* WHAT YOU SHOULD DO
An exact copy of every record is the required answer.

Referring expression grounding data:
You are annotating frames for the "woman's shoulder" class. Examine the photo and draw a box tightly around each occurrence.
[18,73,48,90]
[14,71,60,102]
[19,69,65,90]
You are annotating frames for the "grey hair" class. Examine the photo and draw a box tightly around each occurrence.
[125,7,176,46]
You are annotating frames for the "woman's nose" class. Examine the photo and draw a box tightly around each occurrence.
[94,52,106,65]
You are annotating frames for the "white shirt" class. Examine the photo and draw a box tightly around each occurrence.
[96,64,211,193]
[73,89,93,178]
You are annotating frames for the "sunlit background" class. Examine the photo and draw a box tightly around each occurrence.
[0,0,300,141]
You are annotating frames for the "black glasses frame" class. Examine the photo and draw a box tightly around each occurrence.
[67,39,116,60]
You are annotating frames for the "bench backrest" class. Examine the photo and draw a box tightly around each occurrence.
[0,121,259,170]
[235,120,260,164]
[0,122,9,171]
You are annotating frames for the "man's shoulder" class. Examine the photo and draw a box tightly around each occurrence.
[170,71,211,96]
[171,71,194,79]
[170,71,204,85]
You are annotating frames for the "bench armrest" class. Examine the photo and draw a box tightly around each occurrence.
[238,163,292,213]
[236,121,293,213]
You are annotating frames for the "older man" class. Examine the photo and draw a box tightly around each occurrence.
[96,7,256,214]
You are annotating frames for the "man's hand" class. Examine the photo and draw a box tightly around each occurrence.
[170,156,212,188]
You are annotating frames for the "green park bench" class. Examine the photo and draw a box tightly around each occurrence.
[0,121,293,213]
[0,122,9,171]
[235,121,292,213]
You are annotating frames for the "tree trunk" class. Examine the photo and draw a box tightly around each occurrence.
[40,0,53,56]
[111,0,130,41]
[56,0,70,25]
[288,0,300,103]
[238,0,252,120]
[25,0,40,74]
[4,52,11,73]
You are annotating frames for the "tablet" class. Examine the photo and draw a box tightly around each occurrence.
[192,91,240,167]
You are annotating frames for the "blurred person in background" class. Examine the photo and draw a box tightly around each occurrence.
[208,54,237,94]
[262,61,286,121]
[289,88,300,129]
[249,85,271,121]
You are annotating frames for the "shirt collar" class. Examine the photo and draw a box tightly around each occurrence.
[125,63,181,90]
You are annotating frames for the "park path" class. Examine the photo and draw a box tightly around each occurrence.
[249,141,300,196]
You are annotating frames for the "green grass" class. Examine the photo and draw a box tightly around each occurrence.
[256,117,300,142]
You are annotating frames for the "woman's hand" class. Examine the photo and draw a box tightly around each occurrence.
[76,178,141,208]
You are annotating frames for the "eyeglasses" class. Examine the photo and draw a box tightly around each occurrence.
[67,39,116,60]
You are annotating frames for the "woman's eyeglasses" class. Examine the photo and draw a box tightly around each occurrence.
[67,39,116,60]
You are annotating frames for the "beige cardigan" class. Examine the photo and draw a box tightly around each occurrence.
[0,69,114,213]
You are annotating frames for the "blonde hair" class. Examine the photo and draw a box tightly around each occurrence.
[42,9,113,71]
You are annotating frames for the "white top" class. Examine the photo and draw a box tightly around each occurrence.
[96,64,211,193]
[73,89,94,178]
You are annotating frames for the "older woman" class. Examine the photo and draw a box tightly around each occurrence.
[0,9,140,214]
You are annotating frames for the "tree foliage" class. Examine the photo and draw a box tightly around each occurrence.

* ANSWER FOR THE TASK
You are annotating frames for the "woman's shoulder" class. Examine the photo and draw a box tightly around each occurrence.
[18,73,48,90]
[14,71,60,102]
[19,69,65,90]
You are annotating frames for the "grey hair" class. Examine the photo and draw a box tightly around each occurrence.
[125,7,176,46]
You are annotating frames for the "woman's nose" class. Examine the photo and draw a box tightly around each occurrence.
[94,52,106,65]
You are annotating frames for the "white shirt" class. Examine the photo and draw a box tightly around each occurrence.
[96,64,211,193]
[73,89,93,178]
You are annotating frames for the "sunlit background" class. Examine the photo and draw a box tightly around each occurrence.
[0,0,300,141]
You are annotating frames for the "black glasses frame" class. Examine the photo and draw a box tightly around each occurrence.
[67,39,116,60]
You are annotating frames for the "bench backrest" class. Examine the photo and draw a box tightly around each occurrence.
[0,121,259,170]
[235,120,260,164]
[0,122,9,171]
You are annotating frames for the "man's shoulder" class. Examine the photo and draw a box tightly around each occurrence.
[170,71,211,96]
[171,71,194,79]
[170,71,204,85]
You are annotating frames for the "bench armrest" class. Examine the photo and draw a box tightly around each occurrence.
[238,163,292,213]
[236,121,293,213]
You are annotating frames for the "older man" class. Examine the photo and draw a box tightly around each occurrence.
[96,7,256,214]
You are annotating frames for the "man's hand" class. Examine the photo and draw a box tightly around each occurrence.
[170,156,212,188]
You are annotating frames for the "green park bench" class. Examine the photo and draw a box tightly around each occurrence.
[0,121,293,213]
[0,122,9,171]
[235,121,292,213]
You are annotating frames for the "tree trunk" class. Examine the photo and draw a box tightly around each occurrence.
[40,0,53,56]
[111,0,130,41]
[56,0,70,25]
[288,0,300,103]
[238,0,252,120]
[25,0,40,74]
[4,52,11,73]
You are annotating frames for the "tablet" class. Examine the photo and draw a box tightly around each occurrence.
[192,91,240,167]
You are annotating frames for the "blurred person in background" class. Examine the photo and draw a box tightly around each occurrence.
[208,54,237,94]
[262,61,286,121]
[289,88,300,129]
[249,85,271,121]
You are annotating frames for the "shirt collar" class. Examine the photo and draw a box tightly around each occurrence.
[125,63,181,90]
You are annotating frames for the "park path" class. Examine the photo and draw a box tightly around each occurrence.
[249,141,300,196]
You are annotating frames for the "green grass" class. Examine the photo and draw a box tightly around each occurrence.
[256,117,300,142]
You are annotating frames for the "woman's hand" class. Examine the photo and draw a box tightly around each occurrence.
[76,178,141,208]
You are annotating frames for the "eyeglasses" class. Examine the photo and draw a box tightly around each occurrence.
[67,39,116,60]
You are annotating frames for the "woman's eyeglasses" class. Examine the photo and draw a box tightly around each occurrence.
[67,39,116,60]
You are annotating frames for the "beige cardigan" class. Examine the photo and draw a box tightly around each occurrence.
[0,69,114,213]
You are annotating frames for the "blonde hair" class. Examine the photo and draw a box tightly around each occurrence.
[42,9,113,71]
You are annotating frames for the "white top" class. Examine the photo and draw a box tightly around each occurrence.
[96,64,211,193]
[73,89,94,178]
You are annotating frames for the "older woman" class. Examine the photo and draw a box tightly around each occurrence.
[0,9,140,214]
You are annotating frames for the "tree foliage" class. Examine the photo and draw a box tightly around each occurrence.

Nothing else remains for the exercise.